■ Aim of the exercise ■
Repeat all of the data exactly. Leave nothing out.

■ Referring expression data ■

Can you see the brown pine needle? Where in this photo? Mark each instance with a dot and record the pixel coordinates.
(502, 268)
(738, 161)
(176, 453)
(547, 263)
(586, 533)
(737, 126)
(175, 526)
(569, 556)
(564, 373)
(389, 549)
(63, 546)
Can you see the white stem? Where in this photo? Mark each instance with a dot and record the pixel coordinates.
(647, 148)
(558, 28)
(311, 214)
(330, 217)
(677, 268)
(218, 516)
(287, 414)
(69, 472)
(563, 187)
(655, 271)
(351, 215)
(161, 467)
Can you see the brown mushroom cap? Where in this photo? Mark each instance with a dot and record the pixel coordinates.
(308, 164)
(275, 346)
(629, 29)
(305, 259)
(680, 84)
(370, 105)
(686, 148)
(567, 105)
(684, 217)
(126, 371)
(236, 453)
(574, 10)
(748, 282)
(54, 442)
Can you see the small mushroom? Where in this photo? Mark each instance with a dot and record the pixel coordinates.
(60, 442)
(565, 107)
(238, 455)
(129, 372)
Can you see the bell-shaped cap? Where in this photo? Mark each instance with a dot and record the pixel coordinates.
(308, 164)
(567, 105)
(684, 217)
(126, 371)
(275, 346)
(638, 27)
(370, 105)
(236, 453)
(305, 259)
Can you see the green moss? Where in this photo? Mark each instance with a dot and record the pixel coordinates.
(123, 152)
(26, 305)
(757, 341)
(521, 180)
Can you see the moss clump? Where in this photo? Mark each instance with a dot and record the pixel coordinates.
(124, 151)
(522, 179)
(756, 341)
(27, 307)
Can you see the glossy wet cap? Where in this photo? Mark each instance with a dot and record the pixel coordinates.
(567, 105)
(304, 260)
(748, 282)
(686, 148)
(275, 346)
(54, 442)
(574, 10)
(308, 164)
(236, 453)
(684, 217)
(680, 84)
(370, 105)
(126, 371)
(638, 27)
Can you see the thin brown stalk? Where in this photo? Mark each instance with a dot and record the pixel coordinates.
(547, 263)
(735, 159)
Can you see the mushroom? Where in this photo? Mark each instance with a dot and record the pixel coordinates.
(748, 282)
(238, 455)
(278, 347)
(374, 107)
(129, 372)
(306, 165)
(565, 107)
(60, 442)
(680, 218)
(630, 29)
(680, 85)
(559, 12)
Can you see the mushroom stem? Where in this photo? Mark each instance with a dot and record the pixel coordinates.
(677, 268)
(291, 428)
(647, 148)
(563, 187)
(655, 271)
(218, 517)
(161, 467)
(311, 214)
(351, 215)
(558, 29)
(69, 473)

■ Task result ■
Can you see the brown pine needle? Where in this photo? Mark each instance with a dot and record the pixel coordinates.
(502, 268)
(738, 161)
(176, 453)
(547, 263)
(586, 533)
(737, 126)
(175, 526)
(569, 556)
(564, 373)
(389, 549)
(63, 546)
Can you see the white stem? Where in this photo? Mark each instance with a dot and record the pixel coordinates.
(647, 148)
(558, 28)
(311, 214)
(330, 217)
(677, 268)
(218, 516)
(287, 414)
(69, 472)
(563, 187)
(655, 271)
(351, 215)
(161, 467)
Can you see the brown mushroom cap? Where in this photo? Mark each instance with a dot and record the pixel coordinates.
(308, 164)
(275, 346)
(629, 29)
(305, 259)
(680, 84)
(370, 105)
(686, 148)
(567, 105)
(684, 217)
(126, 371)
(236, 453)
(574, 10)
(748, 282)
(54, 442)
Can you see the small mushroom? Where in this photo? Mark each instance with a dot and record the pixel coordinates.
(60, 442)
(565, 107)
(238, 455)
(129, 372)
Can you see the bell-shaped cap? Where in this photo? Mark each instance with a dot and record the pixel coordinates.
(308, 164)
(567, 105)
(684, 217)
(126, 371)
(275, 346)
(638, 27)
(370, 105)
(236, 453)
(305, 259)
Can you see the green moss? Where in this photo? Mark each instance with a dot and record the pixel coordinates.
(123, 152)
(26, 305)
(757, 341)
(521, 180)
Can you see the moss clump? Where in this photo? Mark each instance with a dot and record the pixel coordinates.
(124, 151)
(522, 179)
(756, 341)
(27, 307)
Can you see the glossy wet cap? Where in this photo? Mark each instance with a dot and record the pixel coordinates.
(567, 105)
(304, 260)
(748, 282)
(686, 148)
(275, 346)
(54, 442)
(574, 10)
(308, 164)
(236, 453)
(684, 217)
(680, 84)
(370, 105)
(126, 371)
(638, 27)
Can you see the thin brown stalk? Where in this photo? Mark each instance with a dot and record the pixel coordinates.
(547, 263)
(735, 159)
Can you see the mushroom? Where in this photo? Mark each instance with a dot and record the pixel coordinates.
(748, 282)
(238, 455)
(278, 347)
(374, 107)
(129, 372)
(306, 165)
(565, 107)
(60, 442)
(680, 218)
(630, 29)
(680, 85)
(559, 12)
Can you see the mushroom stem? Where in this photo? Mark each instance with a dot and record the pixel coordinates.
(677, 268)
(291, 428)
(647, 148)
(563, 187)
(655, 271)
(218, 517)
(161, 467)
(311, 214)
(351, 215)
(558, 29)
(69, 473)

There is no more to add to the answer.